**TASK PROMPT:** Print the rows below without any changes, from the line containing "request | drop a dot on each instance of the tire" through the line containing "[(249, 245)]", both lines included.

**Coordinate labeling data:**

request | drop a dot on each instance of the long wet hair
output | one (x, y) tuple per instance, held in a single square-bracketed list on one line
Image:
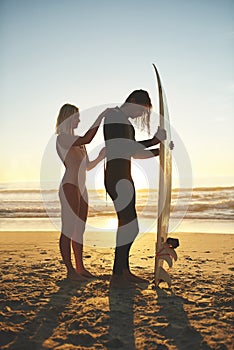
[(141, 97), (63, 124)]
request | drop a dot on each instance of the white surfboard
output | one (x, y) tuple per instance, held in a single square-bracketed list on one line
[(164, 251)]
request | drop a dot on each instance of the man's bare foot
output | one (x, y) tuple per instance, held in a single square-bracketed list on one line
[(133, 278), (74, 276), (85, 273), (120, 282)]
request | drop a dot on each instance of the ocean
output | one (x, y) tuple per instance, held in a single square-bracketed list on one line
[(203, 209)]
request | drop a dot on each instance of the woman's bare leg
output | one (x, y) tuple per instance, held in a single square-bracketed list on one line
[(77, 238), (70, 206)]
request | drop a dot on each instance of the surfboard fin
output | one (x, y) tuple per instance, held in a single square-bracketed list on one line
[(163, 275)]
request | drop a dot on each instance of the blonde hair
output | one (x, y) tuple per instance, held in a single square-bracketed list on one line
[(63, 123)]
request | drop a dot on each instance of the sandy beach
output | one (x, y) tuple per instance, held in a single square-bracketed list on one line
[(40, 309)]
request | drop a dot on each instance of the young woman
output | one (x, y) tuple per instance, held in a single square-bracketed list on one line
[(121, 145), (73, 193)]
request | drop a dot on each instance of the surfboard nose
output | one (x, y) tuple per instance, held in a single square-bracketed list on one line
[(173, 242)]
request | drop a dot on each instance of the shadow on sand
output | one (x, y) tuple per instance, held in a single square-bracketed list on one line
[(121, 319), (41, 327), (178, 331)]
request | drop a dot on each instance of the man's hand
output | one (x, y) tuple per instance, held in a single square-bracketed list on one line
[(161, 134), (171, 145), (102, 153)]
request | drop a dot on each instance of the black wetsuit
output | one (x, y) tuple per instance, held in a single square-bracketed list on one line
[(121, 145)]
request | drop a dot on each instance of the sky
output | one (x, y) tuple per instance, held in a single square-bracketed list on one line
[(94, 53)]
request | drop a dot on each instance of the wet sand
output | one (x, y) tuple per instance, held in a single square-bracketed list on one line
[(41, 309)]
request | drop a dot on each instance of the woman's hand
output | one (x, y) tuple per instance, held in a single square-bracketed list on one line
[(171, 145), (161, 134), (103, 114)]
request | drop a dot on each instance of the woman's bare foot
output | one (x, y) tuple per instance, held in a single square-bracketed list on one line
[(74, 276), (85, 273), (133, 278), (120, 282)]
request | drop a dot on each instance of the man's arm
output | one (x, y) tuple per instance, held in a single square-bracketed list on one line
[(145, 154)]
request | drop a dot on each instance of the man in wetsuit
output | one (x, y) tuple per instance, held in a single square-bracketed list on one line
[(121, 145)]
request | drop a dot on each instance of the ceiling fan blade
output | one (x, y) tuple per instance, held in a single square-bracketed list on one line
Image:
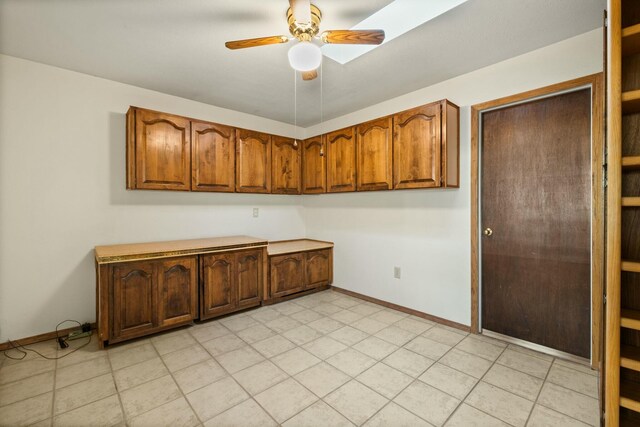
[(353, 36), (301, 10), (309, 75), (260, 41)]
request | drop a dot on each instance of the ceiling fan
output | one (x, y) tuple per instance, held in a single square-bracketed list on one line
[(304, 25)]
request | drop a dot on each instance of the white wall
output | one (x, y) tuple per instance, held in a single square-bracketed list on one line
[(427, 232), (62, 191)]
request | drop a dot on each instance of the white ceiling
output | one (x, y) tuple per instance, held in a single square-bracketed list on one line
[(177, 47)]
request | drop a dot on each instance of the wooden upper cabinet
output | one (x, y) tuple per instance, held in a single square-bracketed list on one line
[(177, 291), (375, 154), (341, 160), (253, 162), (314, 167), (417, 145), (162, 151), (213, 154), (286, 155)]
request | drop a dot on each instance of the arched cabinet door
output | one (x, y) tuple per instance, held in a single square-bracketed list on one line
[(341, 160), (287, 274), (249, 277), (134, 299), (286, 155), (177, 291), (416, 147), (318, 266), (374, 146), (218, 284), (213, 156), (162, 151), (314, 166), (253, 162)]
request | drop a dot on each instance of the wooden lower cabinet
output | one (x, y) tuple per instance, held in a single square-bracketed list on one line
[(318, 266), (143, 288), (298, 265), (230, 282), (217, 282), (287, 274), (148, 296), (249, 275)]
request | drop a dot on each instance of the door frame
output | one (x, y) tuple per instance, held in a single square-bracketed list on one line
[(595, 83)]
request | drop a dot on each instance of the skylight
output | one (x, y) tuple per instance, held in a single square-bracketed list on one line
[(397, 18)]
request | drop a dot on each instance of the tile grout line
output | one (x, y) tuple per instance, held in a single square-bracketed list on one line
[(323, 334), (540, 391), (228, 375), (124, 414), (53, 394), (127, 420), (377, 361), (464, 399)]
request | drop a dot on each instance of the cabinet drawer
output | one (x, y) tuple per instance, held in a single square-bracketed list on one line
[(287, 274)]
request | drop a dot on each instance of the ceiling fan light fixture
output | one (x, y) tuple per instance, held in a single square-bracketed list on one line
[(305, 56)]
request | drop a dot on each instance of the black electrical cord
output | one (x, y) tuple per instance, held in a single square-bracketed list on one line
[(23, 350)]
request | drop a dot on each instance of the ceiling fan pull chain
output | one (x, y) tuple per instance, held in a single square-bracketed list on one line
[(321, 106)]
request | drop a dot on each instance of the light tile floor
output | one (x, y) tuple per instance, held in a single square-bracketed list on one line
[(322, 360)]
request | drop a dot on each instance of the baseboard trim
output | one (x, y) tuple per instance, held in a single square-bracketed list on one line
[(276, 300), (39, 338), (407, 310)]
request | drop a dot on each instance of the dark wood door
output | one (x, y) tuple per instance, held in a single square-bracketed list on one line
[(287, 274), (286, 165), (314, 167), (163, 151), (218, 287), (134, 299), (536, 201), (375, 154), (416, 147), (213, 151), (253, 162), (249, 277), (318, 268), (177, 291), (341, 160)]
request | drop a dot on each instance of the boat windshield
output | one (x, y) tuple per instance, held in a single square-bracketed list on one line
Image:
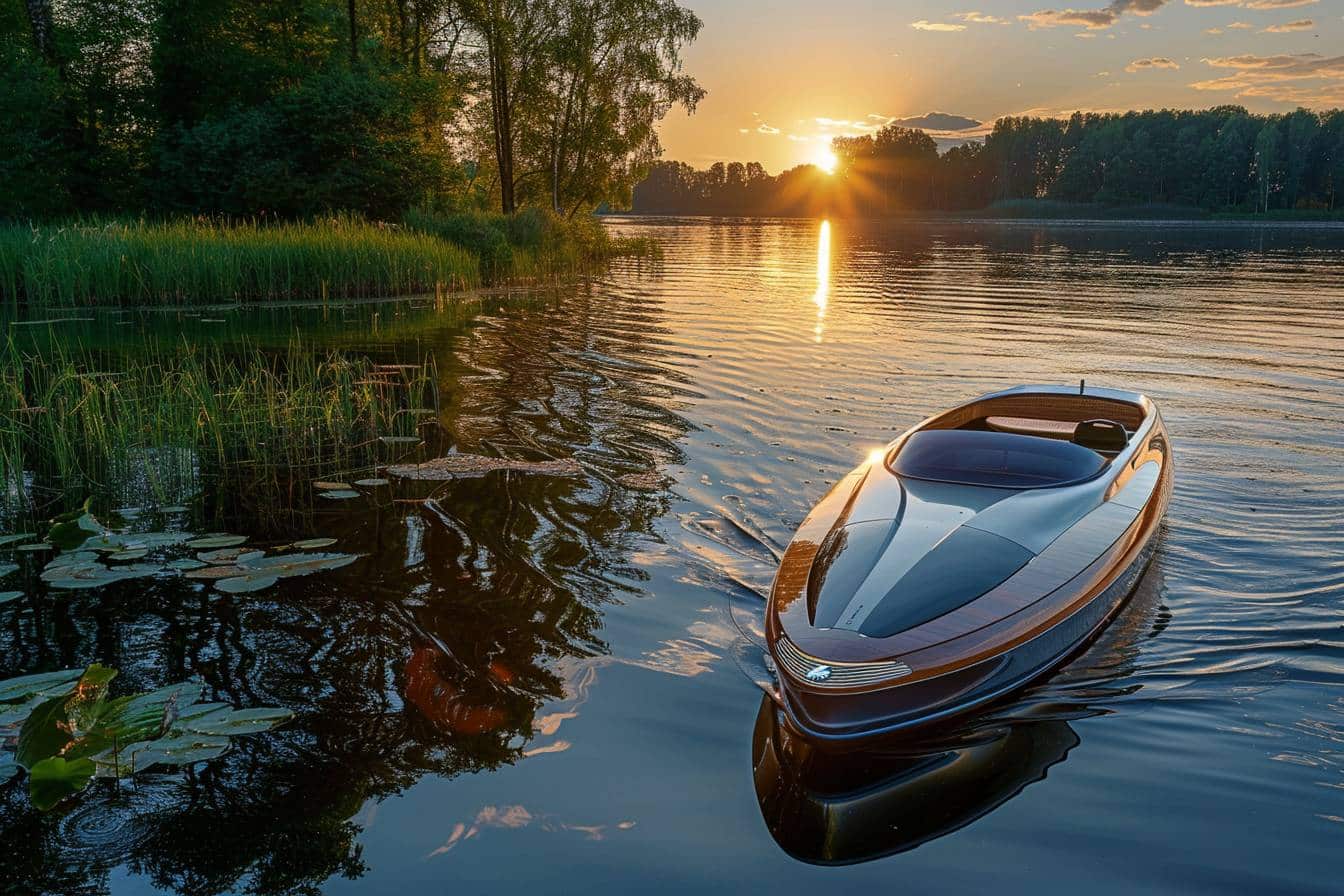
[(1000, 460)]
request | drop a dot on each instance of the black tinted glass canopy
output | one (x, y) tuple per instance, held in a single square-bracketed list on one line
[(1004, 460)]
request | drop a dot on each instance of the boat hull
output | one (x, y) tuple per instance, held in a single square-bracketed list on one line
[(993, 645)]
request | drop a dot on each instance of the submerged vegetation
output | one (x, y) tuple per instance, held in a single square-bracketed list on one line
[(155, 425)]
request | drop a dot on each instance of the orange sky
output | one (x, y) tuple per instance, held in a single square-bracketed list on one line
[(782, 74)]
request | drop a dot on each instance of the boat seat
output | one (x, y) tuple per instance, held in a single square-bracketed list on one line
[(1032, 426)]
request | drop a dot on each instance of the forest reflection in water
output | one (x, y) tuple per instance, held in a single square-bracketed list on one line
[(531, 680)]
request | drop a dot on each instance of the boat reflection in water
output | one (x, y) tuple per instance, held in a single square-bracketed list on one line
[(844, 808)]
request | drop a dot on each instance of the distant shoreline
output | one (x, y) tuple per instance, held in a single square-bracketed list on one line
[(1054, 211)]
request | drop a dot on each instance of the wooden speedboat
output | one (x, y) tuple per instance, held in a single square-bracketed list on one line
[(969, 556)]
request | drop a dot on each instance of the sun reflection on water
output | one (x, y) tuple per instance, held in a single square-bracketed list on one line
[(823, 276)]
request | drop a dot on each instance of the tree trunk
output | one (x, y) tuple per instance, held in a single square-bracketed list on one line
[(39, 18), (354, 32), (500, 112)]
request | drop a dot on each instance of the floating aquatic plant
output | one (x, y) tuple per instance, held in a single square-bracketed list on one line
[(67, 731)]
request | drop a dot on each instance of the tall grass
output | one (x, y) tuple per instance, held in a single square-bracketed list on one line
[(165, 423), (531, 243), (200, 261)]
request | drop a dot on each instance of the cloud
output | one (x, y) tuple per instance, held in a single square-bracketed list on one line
* * *
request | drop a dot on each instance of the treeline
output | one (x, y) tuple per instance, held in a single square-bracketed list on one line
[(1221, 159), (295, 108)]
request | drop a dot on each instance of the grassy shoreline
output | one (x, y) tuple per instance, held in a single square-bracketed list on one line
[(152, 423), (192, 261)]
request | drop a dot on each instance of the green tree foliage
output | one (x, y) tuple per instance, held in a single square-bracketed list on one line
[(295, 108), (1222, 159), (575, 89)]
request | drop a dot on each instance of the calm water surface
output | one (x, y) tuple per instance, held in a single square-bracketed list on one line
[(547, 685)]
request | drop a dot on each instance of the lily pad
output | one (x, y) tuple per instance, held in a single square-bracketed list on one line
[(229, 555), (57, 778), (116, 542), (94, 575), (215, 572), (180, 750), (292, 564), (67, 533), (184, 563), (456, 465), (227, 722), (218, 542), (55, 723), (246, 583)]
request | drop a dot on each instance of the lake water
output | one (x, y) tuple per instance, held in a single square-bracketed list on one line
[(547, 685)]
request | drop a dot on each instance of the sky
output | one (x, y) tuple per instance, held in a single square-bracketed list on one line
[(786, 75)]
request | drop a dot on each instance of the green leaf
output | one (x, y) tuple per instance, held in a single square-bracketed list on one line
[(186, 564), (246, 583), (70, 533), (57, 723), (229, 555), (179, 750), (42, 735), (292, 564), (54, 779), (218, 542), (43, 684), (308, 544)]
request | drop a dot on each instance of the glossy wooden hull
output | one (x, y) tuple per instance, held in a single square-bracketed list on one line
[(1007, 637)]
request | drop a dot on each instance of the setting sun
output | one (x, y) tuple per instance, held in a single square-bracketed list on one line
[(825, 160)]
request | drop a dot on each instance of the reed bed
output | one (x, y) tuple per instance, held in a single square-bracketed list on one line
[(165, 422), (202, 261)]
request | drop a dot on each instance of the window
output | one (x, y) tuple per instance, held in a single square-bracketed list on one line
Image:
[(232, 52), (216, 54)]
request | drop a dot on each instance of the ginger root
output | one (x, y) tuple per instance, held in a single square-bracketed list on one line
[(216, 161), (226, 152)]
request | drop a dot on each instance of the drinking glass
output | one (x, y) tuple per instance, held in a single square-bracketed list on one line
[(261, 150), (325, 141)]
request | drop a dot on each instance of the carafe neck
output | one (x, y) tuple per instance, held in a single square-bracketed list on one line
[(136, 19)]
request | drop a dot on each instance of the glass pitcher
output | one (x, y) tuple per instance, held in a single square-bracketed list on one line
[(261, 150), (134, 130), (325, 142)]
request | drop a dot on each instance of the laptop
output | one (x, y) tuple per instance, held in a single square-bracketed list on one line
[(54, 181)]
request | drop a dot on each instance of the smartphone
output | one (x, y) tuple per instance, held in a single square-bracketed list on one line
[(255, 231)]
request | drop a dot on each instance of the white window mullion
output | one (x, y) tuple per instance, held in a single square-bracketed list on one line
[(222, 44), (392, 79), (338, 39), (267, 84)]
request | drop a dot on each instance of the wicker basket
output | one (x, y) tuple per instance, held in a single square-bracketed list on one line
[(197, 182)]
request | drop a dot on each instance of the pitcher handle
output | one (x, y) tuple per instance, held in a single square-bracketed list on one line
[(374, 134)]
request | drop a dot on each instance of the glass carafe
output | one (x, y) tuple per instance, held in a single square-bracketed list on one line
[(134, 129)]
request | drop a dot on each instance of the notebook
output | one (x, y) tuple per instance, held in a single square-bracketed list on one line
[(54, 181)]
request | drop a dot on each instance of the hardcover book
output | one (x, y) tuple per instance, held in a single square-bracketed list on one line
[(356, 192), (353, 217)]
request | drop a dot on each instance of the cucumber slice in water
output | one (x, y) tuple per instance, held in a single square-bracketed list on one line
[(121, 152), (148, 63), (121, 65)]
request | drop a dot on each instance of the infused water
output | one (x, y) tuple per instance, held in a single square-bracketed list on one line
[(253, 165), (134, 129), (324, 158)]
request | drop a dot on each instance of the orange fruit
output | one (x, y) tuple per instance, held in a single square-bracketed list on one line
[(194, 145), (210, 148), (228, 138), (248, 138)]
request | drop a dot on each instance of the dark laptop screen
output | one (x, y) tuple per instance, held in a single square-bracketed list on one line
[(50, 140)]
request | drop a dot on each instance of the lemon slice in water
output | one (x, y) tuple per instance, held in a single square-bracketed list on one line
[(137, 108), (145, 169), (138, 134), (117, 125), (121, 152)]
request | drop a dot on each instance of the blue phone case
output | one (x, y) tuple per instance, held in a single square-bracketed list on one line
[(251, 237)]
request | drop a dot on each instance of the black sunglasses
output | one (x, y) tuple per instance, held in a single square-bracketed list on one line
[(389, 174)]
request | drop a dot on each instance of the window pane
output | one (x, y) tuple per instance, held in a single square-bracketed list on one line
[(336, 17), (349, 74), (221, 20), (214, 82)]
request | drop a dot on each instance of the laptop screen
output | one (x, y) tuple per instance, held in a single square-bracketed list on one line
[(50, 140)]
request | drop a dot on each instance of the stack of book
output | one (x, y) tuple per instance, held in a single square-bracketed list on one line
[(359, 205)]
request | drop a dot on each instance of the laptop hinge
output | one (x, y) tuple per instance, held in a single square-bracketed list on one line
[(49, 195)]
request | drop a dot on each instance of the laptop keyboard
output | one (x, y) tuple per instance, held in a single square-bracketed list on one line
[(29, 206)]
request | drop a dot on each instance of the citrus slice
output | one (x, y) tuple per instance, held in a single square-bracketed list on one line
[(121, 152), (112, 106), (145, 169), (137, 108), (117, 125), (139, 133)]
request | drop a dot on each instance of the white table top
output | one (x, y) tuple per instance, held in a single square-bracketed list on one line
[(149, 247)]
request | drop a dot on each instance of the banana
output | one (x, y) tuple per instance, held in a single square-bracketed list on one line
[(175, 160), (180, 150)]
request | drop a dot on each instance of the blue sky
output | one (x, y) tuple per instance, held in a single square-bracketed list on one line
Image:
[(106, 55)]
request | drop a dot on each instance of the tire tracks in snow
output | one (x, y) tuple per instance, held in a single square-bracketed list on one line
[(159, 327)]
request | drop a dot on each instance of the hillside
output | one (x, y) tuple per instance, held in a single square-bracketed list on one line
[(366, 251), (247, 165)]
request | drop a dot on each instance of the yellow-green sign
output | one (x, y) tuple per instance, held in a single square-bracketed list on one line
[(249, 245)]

**ANSWER TO THIS EXERCISE:**
request | drop a dot on each instance of the tire tracks in snow
output | one (x, y) tuple per instance, held in a single square-bracketed list on one line
[(159, 327)]
request | drop a dot on each instance of the hillside
output | one (x, y) tuple per instance, held in a single square-bracketed list on one line
[(366, 251), (247, 165)]
request | drop a dot on each instance of the yellow-green sign
output | one (x, y) tuple per instance, held in a single square-bracketed list on one line
[(249, 245)]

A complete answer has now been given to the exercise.